• [TEXT PASSAGE]:
* start *

# Kudos to Affordable Concrete- Donald Rice



## naclh2oDave (Apr 8, 2008)

If you are in need of any concrete work please give Donald Rice owner of Affordable Concrete (850-255-0936) a call. His price can't be beat, he and his crew were on time, courteous, professional and skilled.

His lead guy even threw in a slab in front of my shed for free with the left overs!

They also helped me right a tree that I planted yesterday and got knocked down last night.

They went above and beyond any expectations that I had. Very knowledgeable and willing to give advice and opinions. Give him a call for a quote.


----------



## wld1985 (Oct 2, 2007)

Wait in that first pic,all I see is donald Standing.. Yup he's a good guy, I turned another forum member on to him afew months back.. Joe smith ? Maybe... But Donald does are concrete for us at work...


----------



## cody&ryand (Oct 3, 2007)

I used him him also found him from this post very satisfied


----------



## TailRazor (Apr 25, 2011)

Just left a message for him, need a section added to my driveway...


----------



## cody&ryand (Oct 3, 2007)

Don't believe you will find someone that can beat his price and he was on time with every phone call and showing up while also doing good work


----------



## TailRazor (Apr 25, 2011)

* end *

• [GIVEN MATERIAL]:
* start *

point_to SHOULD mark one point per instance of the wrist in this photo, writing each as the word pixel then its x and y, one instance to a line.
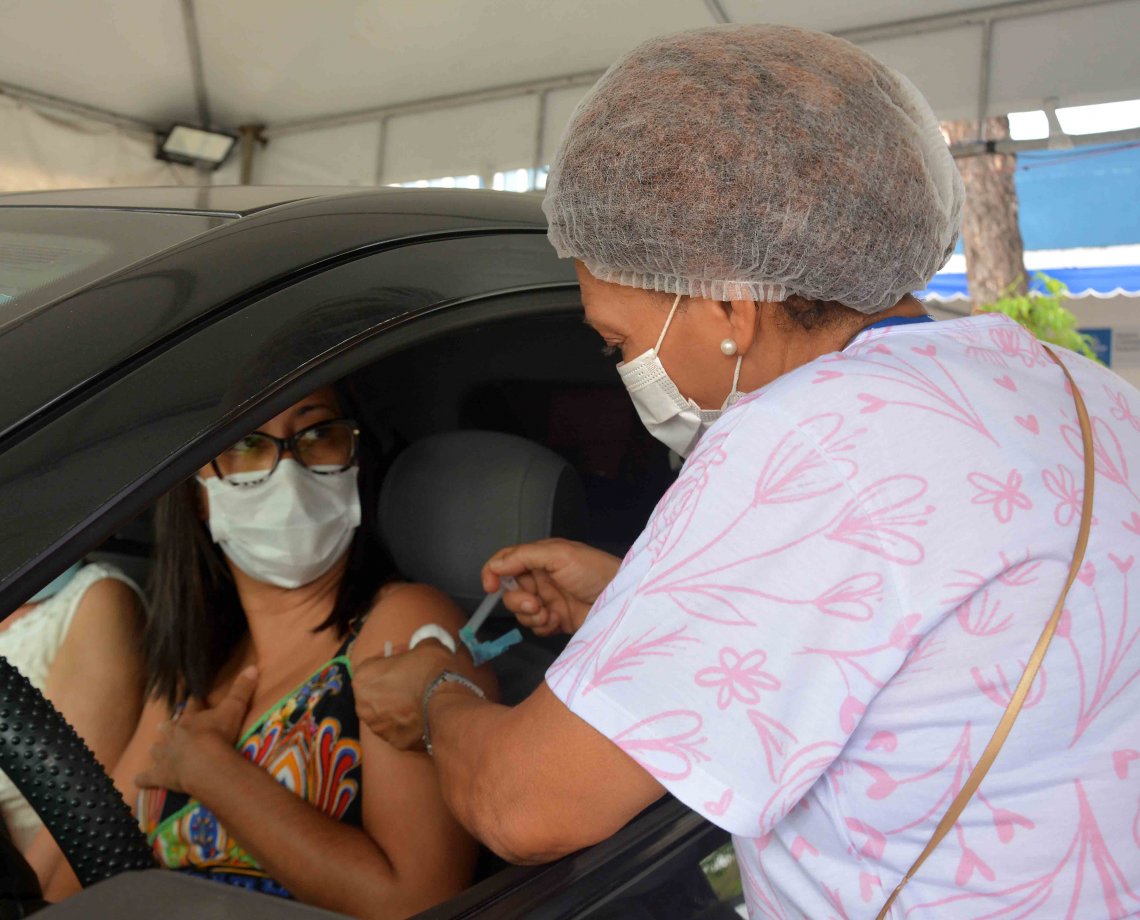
pixel 445 683
pixel 210 757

* end *

• [WORK INSTRUCTIONS]:
1. From the Affordable Concrete thread, extract the passage starting with "If you are in" and going on through "professional and skilled.".
2. Render this sentence from the Affordable Concrete thread in Spanish: "They also helped me right a tree that I planted yesterday and got knocked down last night."
3. Proceed with the Affordable Concrete thread from the point where it ends.
The material placed after the Affordable Concrete thread is separate from that thread.

• [TASK ANSWERS]:
1.
If you are in need of any concrete work please give Donald Rice owner of Affordable Concrete (850-255-0936) a call. His price can't be beat, he and his crew were on time, courteous, professional and skilled.

2. También me ayudaron a enderezar un árbol que planté ayer y que fue derribado anoche.

3.
Sounds good man, got him 2 other jobs lined up in my neighborhood for this Thurs/Fri so i'll report back. Getting my driveway extended for boat parking


----------



## RMS (Dec 9, 2008)

I also was very pleased with Donald Rice and Affordable Concrete.

He and his crew poured and placed 90 yards of driveway for me a few years ago.
His crew did very good work at a very reasonable price, and were great guys to deal with.:thumbup:


----------



## joebuck (Oct 1, 2007)

+1 for Donald. He does good work at a fair price.


----------



## TailRazor (Apr 25, 2011)

*Drive*

+1 for Donald and his crew, got my drive done yesterday.


----------



## 192 (Oct 1, 2007)

Turned out pretty nice.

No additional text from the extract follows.